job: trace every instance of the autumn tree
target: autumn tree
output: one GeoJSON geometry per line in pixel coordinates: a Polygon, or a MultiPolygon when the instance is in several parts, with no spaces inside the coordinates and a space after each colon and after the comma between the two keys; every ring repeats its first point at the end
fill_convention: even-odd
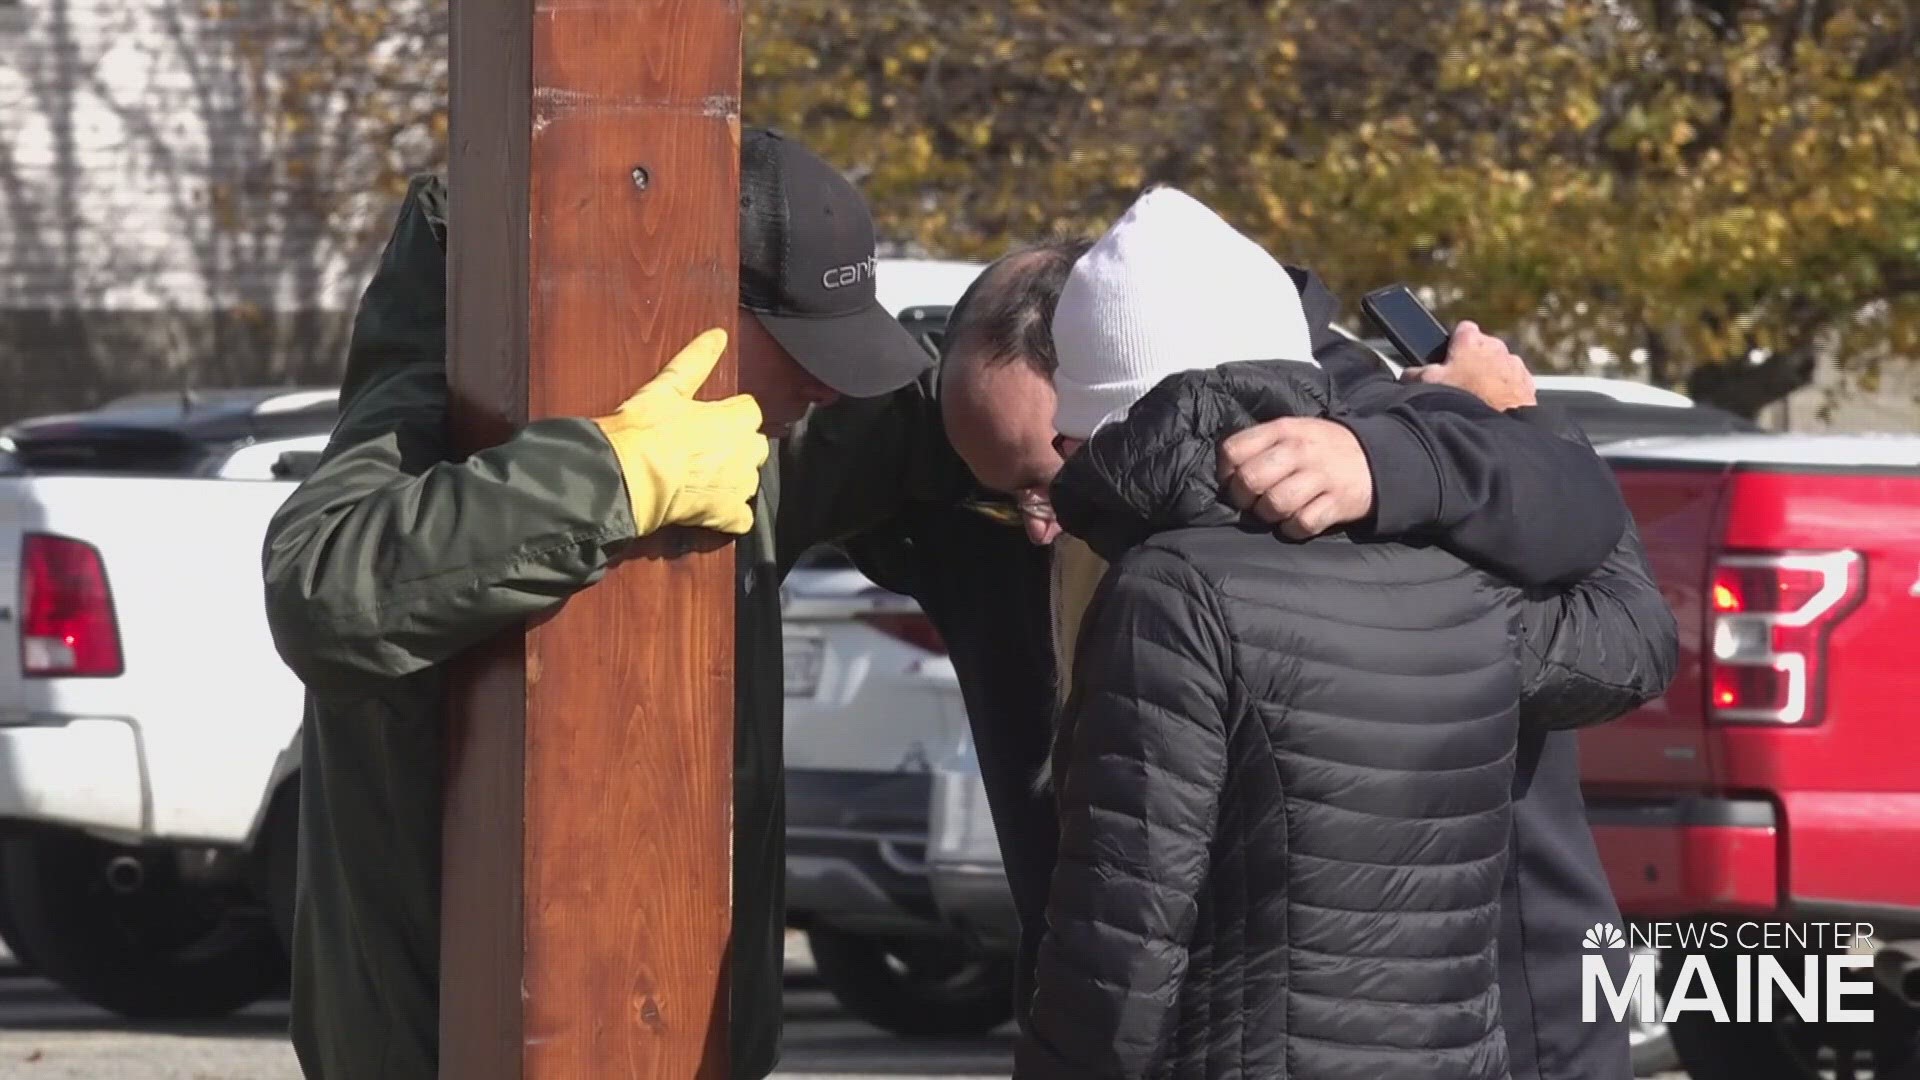
{"type": "MultiPolygon", "coordinates": [[[[384,158],[330,175],[393,190],[422,160],[380,133],[444,132],[405,92],[444,85],[440,54],[372,32],[391,4],[280,2],[353,31],[271,108],[386,87],[384,158]]],[[[1823,354],[1869,377],[1920,356],[1909,0],[750,0],[747,21],[747,118],[851,170],[907,250],[1093,233],[1168,182],[1343,295],[1426,286],[1545,366],[1604,349],[1748,414],[1823,354]]]]}
{"type": "Polygon", "coordinates": [[[227,20],[258,115],[261,166],[219,183],[229,228],[319,222],[371,268],[417,172],[446,161],[445,0],[208,0],[227,20]]]}

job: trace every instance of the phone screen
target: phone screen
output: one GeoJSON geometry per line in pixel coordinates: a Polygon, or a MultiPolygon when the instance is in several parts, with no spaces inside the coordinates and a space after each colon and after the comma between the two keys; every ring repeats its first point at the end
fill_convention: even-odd
{"type": "Polygon", "coordinates": [[[1368,297],[1373,313],[1396,339],[1394,344],[1407,350],[1416,363],[1437,363],[1447,347],[1447,328],[1440,325],[1411,292],[1404,288],[1382,289],[1368,297]]]}

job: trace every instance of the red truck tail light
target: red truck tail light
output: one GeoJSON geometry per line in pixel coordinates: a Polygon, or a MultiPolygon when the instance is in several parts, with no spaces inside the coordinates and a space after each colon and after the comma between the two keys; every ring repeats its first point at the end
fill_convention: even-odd
{"type": "Polygon", "coordinates": [[[947,643],[941,639],[940,631],[933,628],[932,620],[917,611],[880,611],[855,618],[896,641],[947,655],[947,643]]]}
{"type": "Polygon", "coordinates": [[[1728,723],[1814,724],[1827,637],[1860,606],[1857,552],[1730,553],[1714,566],[1708,715],[1728,723]]]}
{"type": "Polygon", "coordinates": [[[93,545],[28,535],[20,550],[20,671],[109,678],[124,670],[107,571],[93,545]]]}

_ _ _

[Your goal]: No pictures belong in the copy. Repeat the listing above exactly.

[Solution]:
job: trace every instance of the autumn tree
target: autumn tree
output: one GeoJSON geometry per line in pixel coordinates: a Polygon, or a MultiPolygon when the instance is in several parts, with no spaces inside the coordinates and a space after each colon and after the comma between the two keys; every ring repeats its first point at the end
fill_convention: even-odd
{"type": "MultiPolygon", "coordinates": [[[[384,158],[330,175],[393,190],[422,160],[380,133],[444,132],[405,92],[444,85],[440,54],[372,32],[391,4],[280,2],[353,31],[271,108],[386,87],[384,158]]],[[[1823,354],[1869,377],[1920,356],[1909,0],[750,0],[747,21],[747,118],[851,170],[907,250],[1093,233],[1168,182],[1343,295],[1426,286],[1545,366],[1604,349],[1748,414],[1823,354]]]]}
{"type": "Polygon", "coordinates": [[[227,20],[258,115],[261,166],[219,183],[229,228],[319,222],[371,268],[417,172],[446,161],[445,0],[208,0],[227,20]]]}

job: trace every instance of the phone screen
target: phone screen
output: one GeoJSON geometry per line in pixel coordinates: a Polygon, or a MultiPolygon when the instance is in several parts, with no spaces inside the coordinates and a space after each colon and after the comma between the two keys; every ring repeats its first point at the end
fill_convention: even-odd
{"type": "Polygon", "coordinates": [[[1368,297],[1373,313],[1396,339],[1394,344],[1407,350],[1416,363],[1437,363],[1447,347],[1447,328],[1440,325],[1411,292],[1404,288],[1382,289],[1368,297]]]}

job: trace every instance of the red truck tail light
target: red truck tail light
output: one GeoJSON geometry per line in pixel coordinates: a Polygon, or a MultiPolygon when the instance is in several parts, with no spaces inside the coordinates and a space after each colon and after the comma between the two keys; every ring repeats its first point at the end
fill_convention: even-odd
{"type": "Polygon", "coordinates": [[[947,643],[941,639],[940,631],[933,628],[932,620],[917,611],[880,611],[855,618],[896,641],[947,655],[947,643]]]}
{"type": "Polygon", "coordinates": [[[1728,723],[1814,724],[1827,637],[1860,606],[1857,552],[1730,553],[1714,566],[1708,715],[1728,723]]]}
{"type": "Polygon", "coordinates": [[[93,545],[28,535],[20,550],[20,671],[109,678],[124,670],[107,571],[93,545]]]}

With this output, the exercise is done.